---- Text provided

Our resident gut flora have another vital function not mentioned so far. They stimulate the production of immunoglobulins, proteins in the blood integral to the body's inner immune defences. Experiments show that animals with all their gut flora removed, make only about one-fiftieth as much immunoglobuline as normal animals. Commenting on this finding, the standard textbook 'Immunology' states: "If the commensal organisms of the gut are removed by antibiotics, pathogenic organisms can readily gain a foothold", and emphasises the importance of not disturbing the relationship between the host and its indigenous flora.

Does this mean that antibiotics are immunosuppressant drugs? This is an explosive question. Drugs generally classified as immunosuppressants are very dangerous. They are used only on people with cancer, and also after organ-transplants. They greatly increase the risk of serious bacterial and viral infection, and also of cancer, and are used only when patients are otherwise likely to die.

In ordinary circumstances, antibiotics are nothing like as dangerous as these drugs. As already stated, one course of antibiotics destroys the bacteria in the gut but not utterly, and a healthy balance of resident bacteria is usually restored soon after antibiotic therapy.

--------
---- Data excerpts

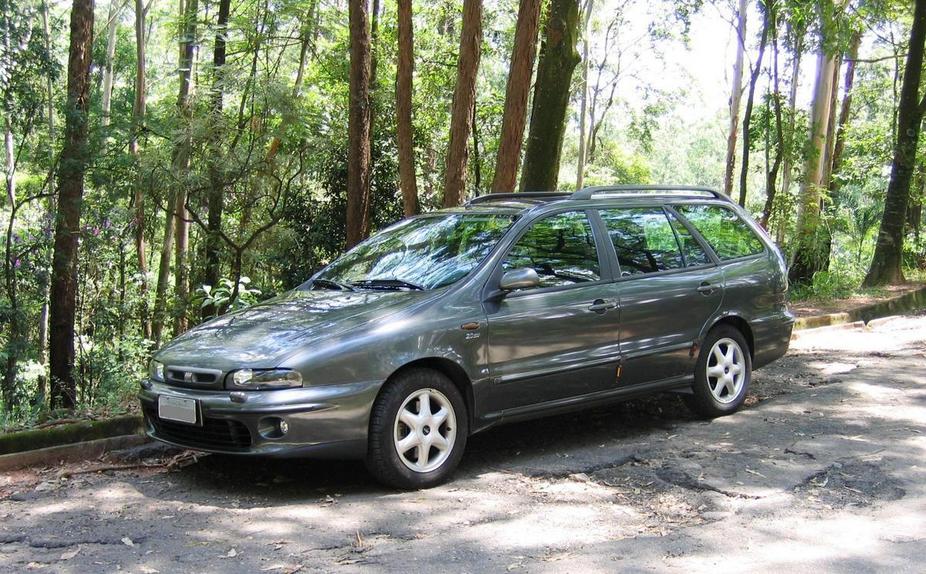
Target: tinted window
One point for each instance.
(560, 248)
(643, 239)
(692, 251)
(429, 252)
(728, 235)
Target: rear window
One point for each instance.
(724, 230)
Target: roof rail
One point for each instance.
(537, 195)
(590, 192)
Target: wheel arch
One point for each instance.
(450, 369)
(741, 325)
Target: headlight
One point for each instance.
(156, 371)
(249, 379)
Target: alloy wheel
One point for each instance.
(425, 430)
(726, 370)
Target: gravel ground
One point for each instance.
(823, 469)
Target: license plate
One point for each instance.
(177, 409)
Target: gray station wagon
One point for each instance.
(511, 307)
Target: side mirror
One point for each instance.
(522, 278)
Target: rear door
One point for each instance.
(560, 339)
(669, 287)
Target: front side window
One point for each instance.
(418, 253)
(728, 235)
(560, 248)
(644, 240)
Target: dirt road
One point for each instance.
(825, 470)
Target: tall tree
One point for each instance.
(736, 94)
(583, 106)
(886, 265)
(112, 24)
(139, 109)
(216, 197)
(176, 227)
(808, 255)
(768, 15)
(795, 33)
(403, 94)
(558, 59)
(71, 171)
(464, 99)
(517, 94)
(771, 175)
(358, 130)
(182, 165)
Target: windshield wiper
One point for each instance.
(387, 284)
(329, 284)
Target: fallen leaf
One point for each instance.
(70, 554)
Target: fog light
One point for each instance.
(272, 427)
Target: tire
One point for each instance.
(433, 445)
(721, 381)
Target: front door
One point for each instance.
(669, 288)
(559, 339)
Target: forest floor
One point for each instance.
(811, 307)
(824, 469)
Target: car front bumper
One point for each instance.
(323, 421)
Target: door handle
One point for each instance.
(601, 305)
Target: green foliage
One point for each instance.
(220, 296)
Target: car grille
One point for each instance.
(214, 434)
(191, 377)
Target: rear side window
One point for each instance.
(727, 234)
(643, 239)
(560, 248)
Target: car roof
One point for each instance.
(515, 203)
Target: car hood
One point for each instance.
(262, 335)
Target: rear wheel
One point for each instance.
(722, 374)
(418, 430)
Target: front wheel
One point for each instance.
(418, 430)
(722, 373)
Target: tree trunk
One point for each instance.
(558, 59)
(750, 99)
(886, 265)
(736, 93)
(138, 127)
(358, 145)
(772, 174)
(827, 168)
(41, 392)
(374, 38)
(160, 290)
(808, 254)
(786, 164)
(837, 134)
(215, 199)
(182, 166)
(71, 172)
(115, 9)
(464, 98)
(583, 107)
(403, 94)
(176, 229)
(517, 94)
(843, 121)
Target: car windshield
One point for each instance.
(420, 253)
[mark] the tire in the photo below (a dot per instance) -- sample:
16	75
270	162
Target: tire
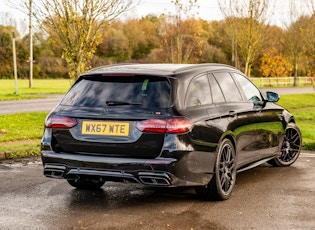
222	183
291	147
86	183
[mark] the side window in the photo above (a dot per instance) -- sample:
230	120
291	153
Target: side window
198	92
228	86
250	90
217	95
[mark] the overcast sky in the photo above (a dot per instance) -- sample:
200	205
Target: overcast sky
209	10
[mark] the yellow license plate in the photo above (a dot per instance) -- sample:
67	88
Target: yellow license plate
105	128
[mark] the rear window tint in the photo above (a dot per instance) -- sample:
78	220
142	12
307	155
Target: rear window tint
101	91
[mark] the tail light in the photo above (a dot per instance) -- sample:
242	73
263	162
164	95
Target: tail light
60	122
172	126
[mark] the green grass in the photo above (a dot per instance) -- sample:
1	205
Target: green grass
20	133
302	106
40	88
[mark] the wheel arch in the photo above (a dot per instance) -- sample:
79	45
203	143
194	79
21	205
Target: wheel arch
230	136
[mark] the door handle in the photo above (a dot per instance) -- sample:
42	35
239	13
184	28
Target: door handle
280	116
232	113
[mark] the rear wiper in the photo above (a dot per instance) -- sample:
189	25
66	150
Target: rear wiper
115	103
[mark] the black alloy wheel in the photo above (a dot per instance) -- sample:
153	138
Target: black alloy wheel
222	183
291	147
86	183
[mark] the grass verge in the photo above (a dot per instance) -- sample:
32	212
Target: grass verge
40	88
302	106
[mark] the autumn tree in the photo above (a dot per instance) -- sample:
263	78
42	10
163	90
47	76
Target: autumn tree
77	26
181	34
274	64
6	52
245	28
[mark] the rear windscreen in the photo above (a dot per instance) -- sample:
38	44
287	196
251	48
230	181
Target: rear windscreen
101	91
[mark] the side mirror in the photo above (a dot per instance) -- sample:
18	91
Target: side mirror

--------

§ **Problems to solve**:
1. According to the text on gut flora, how much immunoglobulin do animals with all their gut flora removed make compared with normal animals?
2. Carry the text on gut flora and antibiotics forward from its final sentence.

§ **Exercise answers**:
1. About one-fiftieth as much as normal animals.

2.
The only class of antibiotic that is commonly identified as immunosuppressive is tetracycline, because of its profound destruction of so many species of resident gut flora. And in a sense allergic reactions are reassuring because as mentioned, they show, that the body's inner immune defences are beeing irritated, and therefore obviously in working order. Basically healthy people are very unlikely to disrupt their inner immune defences by taking just one course of antibiotics.

Nevertheless, antibiotics do have a suppressive effect on our defences against infection. Given that our outer defences, including resident bacteria and the mucosal lining of the body's inner passages, are an integral part of our immune system, it follows inescapably that all antibiotics are by their nature immunosuppressants -mildly so, no doubt, compared with the drugs used on cancer and organtransplant patients, but immunosuppressive none the less.

How much this matters depends on the general state of the health of the individual, the type of antibiotic and the strength and length of the course. As ever, babies and little children, old people, hospital patients and anybody else who is generally weak or ill are at greatest risk, and this includes many, if not most people on the antibiotic treadmill, taking more and more courses for recurrent infections.

Most vulneralbe of all are people who are already immunosuppressed. But which came first; immunosuppression or antibiotics?

Here ist the view of Professor Sandy Raeburn, head of the departement of clinical genetics at Nottingham University, a specialist in disease of young children. In 1972 he wrote a paper for the Lancet, on "Antibiotics and Immunodeficiency":

"Immunological-deficiency syndromes were not observed before 1952. A possible explanation is that some of these conditions are produced by administration of antibiotics to certain individuals at a critical point in the development of immune responses."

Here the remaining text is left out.